_Data to process_
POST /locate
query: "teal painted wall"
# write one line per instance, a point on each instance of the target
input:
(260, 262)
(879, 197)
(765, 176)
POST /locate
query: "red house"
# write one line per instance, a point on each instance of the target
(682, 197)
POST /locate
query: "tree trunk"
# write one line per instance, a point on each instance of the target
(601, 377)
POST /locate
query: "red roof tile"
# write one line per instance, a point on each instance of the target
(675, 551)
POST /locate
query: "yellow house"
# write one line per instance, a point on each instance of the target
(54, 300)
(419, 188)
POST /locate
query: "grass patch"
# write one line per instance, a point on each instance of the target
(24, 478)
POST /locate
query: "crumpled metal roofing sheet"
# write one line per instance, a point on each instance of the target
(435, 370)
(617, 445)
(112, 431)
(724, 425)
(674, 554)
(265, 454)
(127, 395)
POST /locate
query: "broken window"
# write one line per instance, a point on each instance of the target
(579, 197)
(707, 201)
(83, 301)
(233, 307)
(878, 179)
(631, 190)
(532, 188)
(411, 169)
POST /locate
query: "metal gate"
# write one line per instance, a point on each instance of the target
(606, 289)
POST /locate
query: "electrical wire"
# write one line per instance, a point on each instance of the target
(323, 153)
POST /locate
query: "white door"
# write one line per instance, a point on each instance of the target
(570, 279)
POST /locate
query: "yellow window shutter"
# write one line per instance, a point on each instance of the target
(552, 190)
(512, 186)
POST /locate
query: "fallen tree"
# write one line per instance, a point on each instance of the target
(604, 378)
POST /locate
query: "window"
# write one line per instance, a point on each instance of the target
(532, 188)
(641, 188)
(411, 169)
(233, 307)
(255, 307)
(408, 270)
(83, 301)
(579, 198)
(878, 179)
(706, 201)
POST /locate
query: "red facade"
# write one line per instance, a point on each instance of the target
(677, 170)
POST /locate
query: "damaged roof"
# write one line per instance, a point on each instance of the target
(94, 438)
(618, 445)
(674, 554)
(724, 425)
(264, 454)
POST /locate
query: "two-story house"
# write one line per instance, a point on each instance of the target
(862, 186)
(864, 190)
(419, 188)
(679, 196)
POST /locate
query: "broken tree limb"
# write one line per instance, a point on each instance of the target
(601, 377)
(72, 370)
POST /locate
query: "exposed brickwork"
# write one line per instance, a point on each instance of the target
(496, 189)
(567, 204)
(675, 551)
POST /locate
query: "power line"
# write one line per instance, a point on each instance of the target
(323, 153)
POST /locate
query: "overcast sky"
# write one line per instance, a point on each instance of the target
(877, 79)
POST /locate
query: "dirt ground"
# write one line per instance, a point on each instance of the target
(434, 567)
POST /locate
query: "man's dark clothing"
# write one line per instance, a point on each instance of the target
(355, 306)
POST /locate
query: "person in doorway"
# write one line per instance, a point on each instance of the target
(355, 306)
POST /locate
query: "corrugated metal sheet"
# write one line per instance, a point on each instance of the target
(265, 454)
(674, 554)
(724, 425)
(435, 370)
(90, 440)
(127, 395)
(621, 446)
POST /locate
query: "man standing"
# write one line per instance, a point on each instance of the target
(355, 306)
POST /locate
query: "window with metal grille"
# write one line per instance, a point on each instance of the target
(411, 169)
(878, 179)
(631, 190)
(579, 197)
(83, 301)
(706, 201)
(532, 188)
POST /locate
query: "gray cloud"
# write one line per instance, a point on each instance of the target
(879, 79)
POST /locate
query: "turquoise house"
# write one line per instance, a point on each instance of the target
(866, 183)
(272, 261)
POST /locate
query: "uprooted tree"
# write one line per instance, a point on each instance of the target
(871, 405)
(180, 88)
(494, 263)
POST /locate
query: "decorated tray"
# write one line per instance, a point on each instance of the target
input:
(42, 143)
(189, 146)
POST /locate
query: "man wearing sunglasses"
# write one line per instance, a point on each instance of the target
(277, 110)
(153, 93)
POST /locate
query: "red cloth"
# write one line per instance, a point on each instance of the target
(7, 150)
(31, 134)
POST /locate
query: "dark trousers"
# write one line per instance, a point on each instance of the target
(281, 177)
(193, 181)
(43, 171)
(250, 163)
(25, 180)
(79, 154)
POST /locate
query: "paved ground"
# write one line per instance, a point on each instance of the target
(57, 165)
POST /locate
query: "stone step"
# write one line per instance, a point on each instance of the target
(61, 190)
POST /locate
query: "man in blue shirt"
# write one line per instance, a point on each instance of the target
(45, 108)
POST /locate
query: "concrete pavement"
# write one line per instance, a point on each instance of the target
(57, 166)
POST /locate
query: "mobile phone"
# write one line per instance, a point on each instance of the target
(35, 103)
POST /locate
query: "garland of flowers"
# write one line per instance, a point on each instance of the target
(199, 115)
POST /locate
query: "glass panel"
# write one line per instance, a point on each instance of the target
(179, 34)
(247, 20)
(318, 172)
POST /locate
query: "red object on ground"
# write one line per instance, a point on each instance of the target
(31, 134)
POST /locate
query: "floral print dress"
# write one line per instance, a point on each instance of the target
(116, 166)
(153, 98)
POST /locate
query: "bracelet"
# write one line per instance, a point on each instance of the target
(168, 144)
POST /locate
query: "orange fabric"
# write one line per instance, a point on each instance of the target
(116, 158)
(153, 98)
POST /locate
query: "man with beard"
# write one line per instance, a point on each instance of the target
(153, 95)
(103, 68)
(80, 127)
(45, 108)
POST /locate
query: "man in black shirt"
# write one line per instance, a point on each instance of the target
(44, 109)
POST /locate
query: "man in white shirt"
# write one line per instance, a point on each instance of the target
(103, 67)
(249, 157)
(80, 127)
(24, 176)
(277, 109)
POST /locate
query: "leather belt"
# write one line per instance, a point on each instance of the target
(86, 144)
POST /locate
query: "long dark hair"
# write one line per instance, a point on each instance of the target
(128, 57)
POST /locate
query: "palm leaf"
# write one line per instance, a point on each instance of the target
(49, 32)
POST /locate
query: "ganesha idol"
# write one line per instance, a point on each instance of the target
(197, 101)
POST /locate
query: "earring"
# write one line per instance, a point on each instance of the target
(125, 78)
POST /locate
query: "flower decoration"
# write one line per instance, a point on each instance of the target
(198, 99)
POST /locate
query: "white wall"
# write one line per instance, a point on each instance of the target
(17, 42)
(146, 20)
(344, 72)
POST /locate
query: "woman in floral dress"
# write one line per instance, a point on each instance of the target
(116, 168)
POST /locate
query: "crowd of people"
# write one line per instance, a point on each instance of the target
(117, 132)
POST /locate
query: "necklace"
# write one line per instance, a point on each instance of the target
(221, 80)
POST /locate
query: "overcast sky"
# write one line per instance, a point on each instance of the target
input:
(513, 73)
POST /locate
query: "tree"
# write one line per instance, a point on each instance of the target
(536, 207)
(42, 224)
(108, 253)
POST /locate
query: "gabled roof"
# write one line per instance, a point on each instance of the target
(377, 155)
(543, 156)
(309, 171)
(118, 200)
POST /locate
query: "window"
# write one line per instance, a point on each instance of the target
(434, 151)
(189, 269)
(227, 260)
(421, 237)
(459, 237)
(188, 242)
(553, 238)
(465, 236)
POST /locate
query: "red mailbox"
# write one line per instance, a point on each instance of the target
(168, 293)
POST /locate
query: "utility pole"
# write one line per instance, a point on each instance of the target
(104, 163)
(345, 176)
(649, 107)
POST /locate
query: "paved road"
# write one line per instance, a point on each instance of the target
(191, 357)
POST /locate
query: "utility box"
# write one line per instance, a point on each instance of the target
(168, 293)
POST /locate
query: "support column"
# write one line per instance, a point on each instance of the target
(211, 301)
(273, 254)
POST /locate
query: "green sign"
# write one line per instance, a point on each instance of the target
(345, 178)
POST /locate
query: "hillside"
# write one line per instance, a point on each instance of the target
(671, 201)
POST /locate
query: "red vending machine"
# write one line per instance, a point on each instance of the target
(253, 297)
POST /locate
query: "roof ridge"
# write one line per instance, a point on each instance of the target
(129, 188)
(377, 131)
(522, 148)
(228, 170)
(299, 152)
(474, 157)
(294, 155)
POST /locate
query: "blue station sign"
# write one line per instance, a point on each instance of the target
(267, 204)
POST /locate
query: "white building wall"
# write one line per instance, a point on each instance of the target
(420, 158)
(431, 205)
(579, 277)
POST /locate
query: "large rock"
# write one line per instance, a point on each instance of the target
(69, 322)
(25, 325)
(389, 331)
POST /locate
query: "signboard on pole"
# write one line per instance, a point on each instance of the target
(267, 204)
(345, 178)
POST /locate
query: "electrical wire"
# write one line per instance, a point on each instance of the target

_Task directions_
Report each line of the entries where the word "wall" occurs.

_Response to the task_
query: "teal painted wall"
query: "white wall"
query: "white building wall"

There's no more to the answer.